**Exercise goal**
The records underneath are to be printed in full and exactly, with no pictures carried over.

** Recorded data follows **

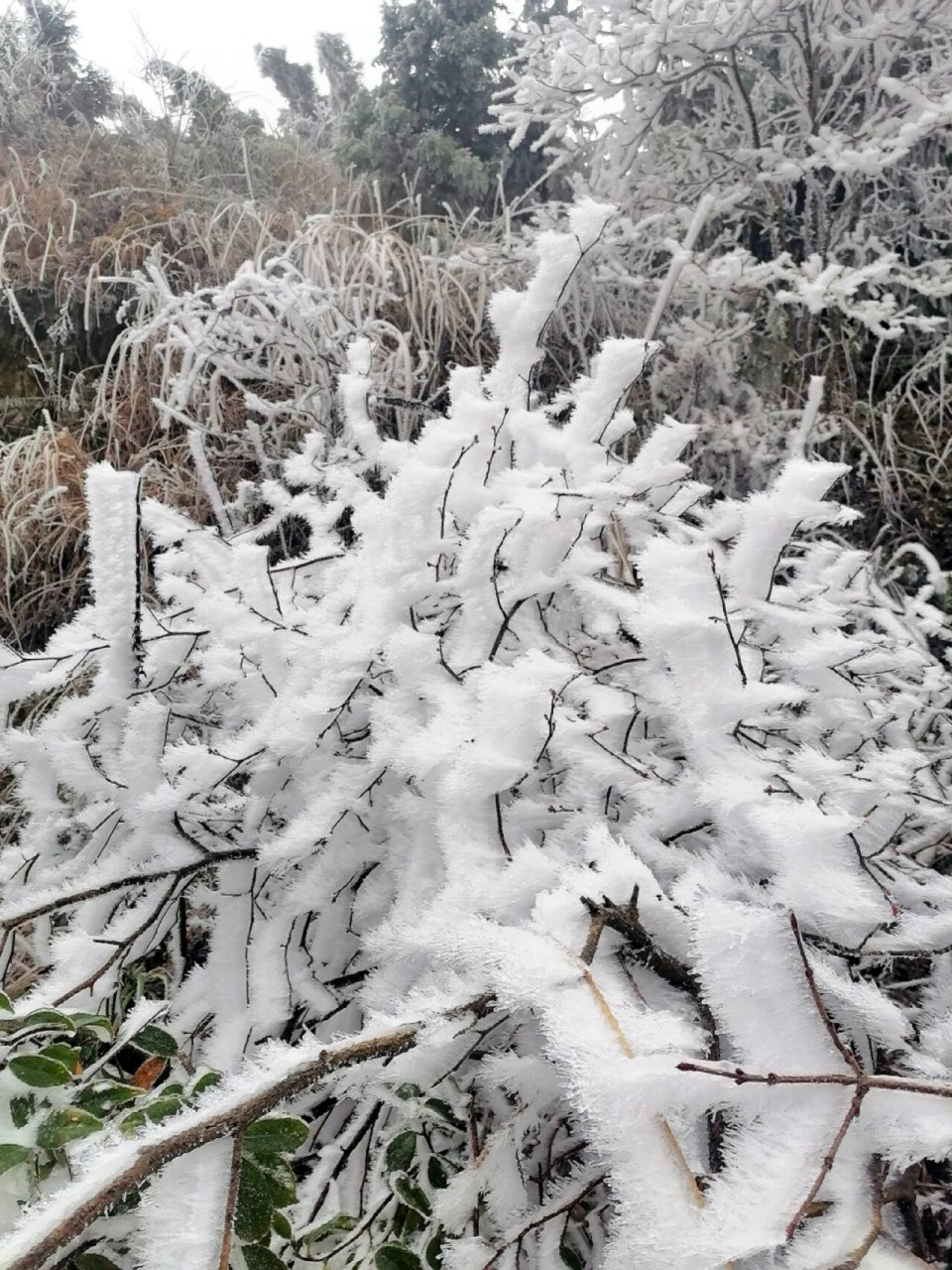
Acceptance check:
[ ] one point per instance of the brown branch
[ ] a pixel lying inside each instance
(828, 1161)
(843, 1049)
(625, 921)
(76, 897)
(722, 597)
(122, 947)
(231, 1202)
(847, 1080)
(858, 1255)
(565, 1206)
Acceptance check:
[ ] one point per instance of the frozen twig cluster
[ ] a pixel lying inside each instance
(599, 822)
(819, 135)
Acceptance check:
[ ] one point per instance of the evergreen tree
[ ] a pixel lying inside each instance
(294, 80)
(70, 90)
(440, 64)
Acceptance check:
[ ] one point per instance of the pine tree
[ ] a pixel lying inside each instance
(440, 64)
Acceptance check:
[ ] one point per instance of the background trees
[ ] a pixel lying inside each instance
(819, 132)
(436, 829)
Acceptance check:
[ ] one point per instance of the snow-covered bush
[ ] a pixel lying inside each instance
(815, 135)
(566, 851)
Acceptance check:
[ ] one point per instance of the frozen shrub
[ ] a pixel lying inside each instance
(566, 851)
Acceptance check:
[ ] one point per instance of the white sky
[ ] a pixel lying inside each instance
(217, 37)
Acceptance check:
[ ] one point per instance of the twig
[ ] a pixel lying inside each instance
(828, 1161)
(231, 1202)
(844, 1051)
(726, 620)
(847, 1080)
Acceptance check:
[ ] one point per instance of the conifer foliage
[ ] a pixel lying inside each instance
(552, 862)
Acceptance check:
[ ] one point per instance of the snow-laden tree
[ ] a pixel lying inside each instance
(814, 136)
(567, 852)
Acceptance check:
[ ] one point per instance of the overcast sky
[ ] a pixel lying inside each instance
(217, 37)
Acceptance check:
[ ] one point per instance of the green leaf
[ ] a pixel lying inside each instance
(281, 1179)
(405, 1189)
(275, 1135)
(40, 1072)
(132, 1123)
(22, 1109)
(50, 1020)
(571, 1257)
(64, 1055)
(94, 1024)
(162, 1109)
(154, 1040)
(66, 1124)
(93, 1261)
(254, 1206)
(340, 1224)
(402, 1151)
(395, 1256)
(12, 1155)
(258, 1257)
(102, 1098)
(444, 1111)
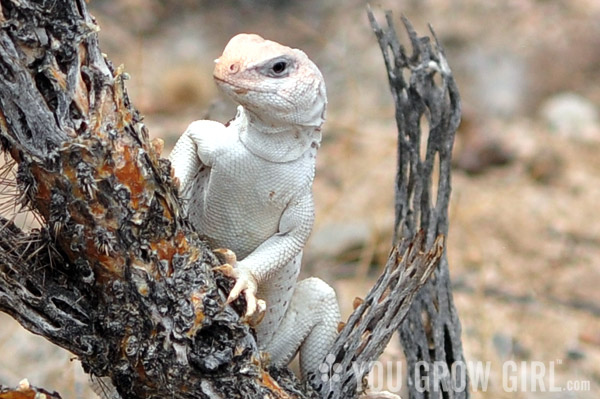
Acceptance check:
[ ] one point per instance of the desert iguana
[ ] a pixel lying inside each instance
(247, 186)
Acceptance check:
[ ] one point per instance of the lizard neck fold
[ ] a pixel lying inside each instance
(280, 144)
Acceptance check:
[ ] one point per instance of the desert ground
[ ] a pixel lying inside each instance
(524, 239)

** End of Recorded data **

**Solution to this exercise**
Acceptance check:
[ ] one point per instance of the brown branch
[ ] a pixel lying inside each instance
(828, 1161)
(843, 1049)
(625, 921)
(76, 897)
(722, 597)
(122, 947)
(231, 1202)
(847, 1080)
(858, 1255)
(565, 1206)
Acceptance check:
[ ] one point per instance of the frozen twig cluster
[ ] a pixel lying inside each instance
(599, 822)
(819, 135)
Acceptance check:
[ ] one point per instance of the evergreen tree
[ ] a pixel lying inside each instance
(294, 80)
(70, 90)
(440, 64)
Acceptance check:
[ ] one point per instance of the pine tree
[ ] a pixel lying inside each instance
(440, 64)
Acceptance check:
[ ] one point per instance of the background trees
[ ] a pixel lying inside each instance
(819, 132)
(436, 829)
Acceptance check:
[ ] one point per instance of the snow-covered bush
[ ] a pixel lying inside each instance
(815, 135)
(566, 851)
Acceptance check:
[ ] one point per instance of the frozen shrub
[ ] a pixel lying inside each instance
(566, 851)
Acceptance check:
[ ] one point per instance of the white sky
[ ] a pixel lying inside each instance
(217, 37)
Acceptance check:
[ ] one point per instance of the twig
[ ] a pixel lying inside each instance
(828, 1161)
(231, 1202)
(844, 1051)
(726, 620)
(847, 1080)
Acceptance check:
[ ] one point per instance of the conifer foliage
[ ] a pixel lying inside each instance
(552, 862)
Acceptance check:
[ ] one point per instance of the snow-laden tree
[ ] a pixel lying inside each instance
(814, 136)
(567, 852)
Acceptance check:
[ ] one point per instance of the overcast sky
[ ] a pixel lying inside each instance
(217, 37)
Acceptance check:
[ ] one point per instance of the green leaf
[ ] a pixel lying inside each instance
(281, 1179)
(405, 1189)
(275, 1135)
(40, 1072)
(132, 1123)
(22, 1109)
(50, 1020)
(571, 1257)
(64, 1055)
(94, 1024)
(162, 1109)
(154, 1040)
(66, 1124)
(93, 1261)
(254, 1206)
(340, 1224)
(402, 1151)
(395, 1256)
(12, 1155)
(258, 1257)
(102, 1098)
(444, 1111)
Acceptance check:
[ ] one point per instance of the desert iguana
[ ] a pixel lying inside each instance
(247, 186)
Acceptance check:
[ ] one point per instance of the lizard neck fold
[ ] a pixel lying inside each instance
(280, 144)
Acceptance check:
[ ] one point per instance of the desert ground
[ ] a pixel lying inside each instance
(524, 239)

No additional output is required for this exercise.